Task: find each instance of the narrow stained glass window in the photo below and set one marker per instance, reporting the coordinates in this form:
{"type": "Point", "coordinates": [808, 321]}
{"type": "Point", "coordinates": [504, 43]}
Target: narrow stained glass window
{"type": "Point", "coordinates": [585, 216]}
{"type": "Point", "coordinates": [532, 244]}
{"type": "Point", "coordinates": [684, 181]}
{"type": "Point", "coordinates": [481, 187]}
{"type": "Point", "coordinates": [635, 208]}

━━━━━━

- [What you should do]: Can you rewrite these items with every "narrow stained glass window" switched to "arched stained glass window" and everything else left unchanged?

- [Expected output]:
Task: find each instance of the arched stained glass window in the photo below and set one marker per instance, reporting the coordinates in this form:
{"type": "Point", "coordinates": [808, 321]}
{"type": "Point", "coordinates": [504, 43]}
Target: arched stained glass window
{"type": "Point", "coordinates": [585, 216]}
{"type": "Point", "coordinates": [532, 244]}
{"type": "Point", "coordinates": [684, 181]}
{"type": "Point", "coordinates": [481, 187]}
{"type": "Point", "coordinates": [635, 208]}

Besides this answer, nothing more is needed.